Records to process section start

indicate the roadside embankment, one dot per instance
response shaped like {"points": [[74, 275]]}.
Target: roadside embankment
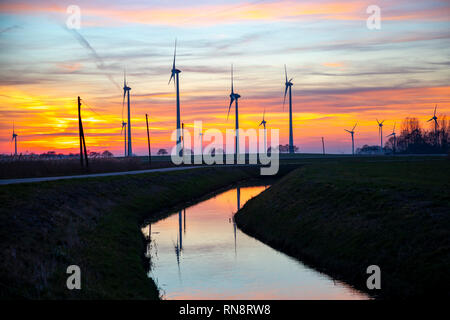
{"points": [[342, 216], [93, 223]]}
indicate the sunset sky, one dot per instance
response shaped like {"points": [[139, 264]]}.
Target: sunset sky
{"points": [[343, 72]]}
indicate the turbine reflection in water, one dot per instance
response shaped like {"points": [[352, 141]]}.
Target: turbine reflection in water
{"points": [[207, 265]]}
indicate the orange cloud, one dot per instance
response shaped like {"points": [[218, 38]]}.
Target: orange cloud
{"points": [[228, 13]]}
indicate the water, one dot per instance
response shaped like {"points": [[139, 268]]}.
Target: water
{"points": [[199, 253]]}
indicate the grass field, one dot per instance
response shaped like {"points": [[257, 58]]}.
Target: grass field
{"points": [[93, 223], [340, 216]]}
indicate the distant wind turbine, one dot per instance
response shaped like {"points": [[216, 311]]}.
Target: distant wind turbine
{"points": [[352, 132], [200, 135], [126, 92], [175, 75], [14, 137], [393, 134], [288, 86], [434, 118], [263, 123], [124, 125], [380, 132], [234, 98]]}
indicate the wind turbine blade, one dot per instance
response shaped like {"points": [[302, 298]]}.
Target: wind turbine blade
{"points": [[174, 53], [229, 108], [123, 101], [285, 72], [232, 85], [285, 92]]}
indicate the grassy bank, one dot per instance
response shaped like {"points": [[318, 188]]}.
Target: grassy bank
{"points": [[92, 223], [342, 216]]}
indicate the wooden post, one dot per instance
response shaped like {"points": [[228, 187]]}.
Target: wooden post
{"points": [[323, 147], [82, 140], [182, 137], [79, 132], [148, 141]]}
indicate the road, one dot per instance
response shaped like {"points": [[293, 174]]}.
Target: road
{"points": [[81, 176]]}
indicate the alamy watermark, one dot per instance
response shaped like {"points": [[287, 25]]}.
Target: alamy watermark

Records to process section end

* _Directions for this task_: Each record above should be restated word for word. The pictures should not appear.

* _Answer area_:
indicate the roadside embankment, one dot per instance
response shaped like {"points": [[74, 275]]}.
Target: roadside embankment
{"points": [[342, 216], [93, 223]]}
indicate the sunset sky, one dot per instance
response shaped like {"points": [[139, 264]]}.
Target: sunset sky
{"points": [[343, 72]]}
indicate the turbine reflection in water, one dot per instance
response shaped like {"points": [[352, 141]]}.
Target: turbine reflection in water
{"points": [[207, 265]]}
indicate the orange cloud, one dot per instance
response shaped like {"points": [[218, 38]]}.
Target: orange cloud
{"points": [[228, 13]]}
indicate the water, one dot per instance
response shaped like {"points": [[139, 268]]}.
Target: water
{"points": [[199, 253]]}
indicate the grass field, one dot per instance
response shaped like {"points": [[257, 58]]}.
Target: grass field
{"points": [[93, 223], [340, 216]]}
indicate the distant wind turbine, one dot per instance
response shaped like {"points": [[216, 311]]}.
Target: distant wind turbine
{"points": [[352, 132], [200, 135], [126, 92], [175, 75], [14, 137], [393, 134], [288, 86], [434, 118], [263, 123], [124, 125], [380, 132], [234, 98]]}
indicate the wind turbine blade, one dot per instance
response shaped like {"points": [[302, 298]]}.
Target: wind turbine blade
{"points": [[174, 53], [229, 108], [123, 101], [285, 72], [232, 85], [285, 92]]}
indicate the grassy bank, one dot per instance
response shaped like {"points": [[318, 188]]}.
Target: grassy bank
{"points": [[92, 223], [342, 216]]}
indicate the wooden post, one dot per instance
response shaped like {"points": [[228, 187]]}.
Target: wooden post
{"points": [[323, 147], [82, 140], [182, 137], [79, 132], [148, 141]]}
indicate the road, one dot per instance
response shaped like {"points": [[293, 174]]}.
Target: road
{"points": [[81, 176]]}
indicate the alamy watermark, one dot per instance
response shaped like {"points": [[287, 25]]}.
Target: alamy watermark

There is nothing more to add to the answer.